◆ **PAGE EXTRACT**
[START]
Cardoza-Moore, host of the syndicated television show Focus on Israel, which reaches billions of viewers globally, said she had been “inundated with calls from concerned Jews and Christians” following the images of Carlson wearing an oversized MAGA hat alongside Trump and Musk.
“We, the people, elected President Trump with an overwhelming majority and with a mandate to stand with Israel and our Jewish brethren against the rise of antisemitism, anti-Israelism, and anti-Zionism,” she said.
“Under the Biden administration, his policies incited violence against our Jewish communities on higher-ed and K-12 campuses, in synagogues, and places of worship. Our 47th president is without any doubt Israel’s greatest friend in the White House ever, but Tucker Carlson’s antisemitism is appalling.
[END]
(Stored data entries)
[START]
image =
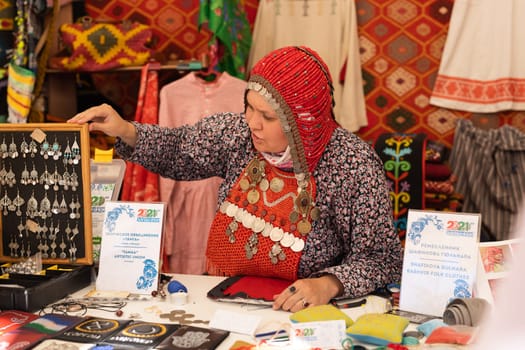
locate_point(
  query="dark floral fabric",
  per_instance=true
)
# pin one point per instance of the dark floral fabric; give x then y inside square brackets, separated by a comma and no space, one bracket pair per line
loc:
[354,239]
[END]
[START]
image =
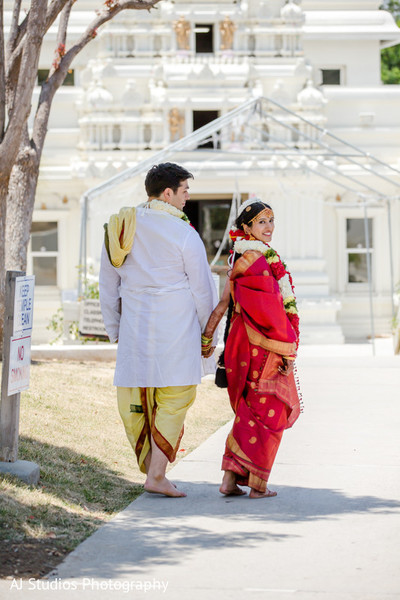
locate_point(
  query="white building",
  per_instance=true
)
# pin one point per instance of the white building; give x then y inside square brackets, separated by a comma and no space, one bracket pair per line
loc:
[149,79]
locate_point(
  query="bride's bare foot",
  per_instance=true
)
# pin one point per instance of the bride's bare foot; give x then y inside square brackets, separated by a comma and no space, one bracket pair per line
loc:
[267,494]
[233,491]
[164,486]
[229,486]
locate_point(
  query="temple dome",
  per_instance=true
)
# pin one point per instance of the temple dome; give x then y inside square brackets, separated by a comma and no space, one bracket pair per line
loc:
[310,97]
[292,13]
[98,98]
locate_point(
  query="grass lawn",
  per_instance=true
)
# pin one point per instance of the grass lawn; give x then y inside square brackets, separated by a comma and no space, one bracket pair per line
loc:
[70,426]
[END]
◆ **AIM OF THE TASK**
Go on with the news extract on Cardoza-Moore's criticism of Tucker Carlson, picking up right after its final sentence.

◆ **RESULT OF THE TASK**
Accused of amplifying antisemitism
Cardoza-Moore further accused Carlson of using his platform to amplify antisemitic voices. “Following the worst attack on Jews since the Holocaust, Tucker has chosen to platform Holocaust revisionists, Jew-haters, and fake Christian leaders on the Palestinian Authority payroll,” she said. “He peddles conspiracy theories against God’s Chosen and libels the Israel Defense Forces by falsely claiming they deliberately target civilians.”
Concluding her remarks, Cardoza-Moore directly appealed against Carlson’s presence in Trump’s political circles. “Tucker Carlson should not be allowed anywhere near the White House,” she declared.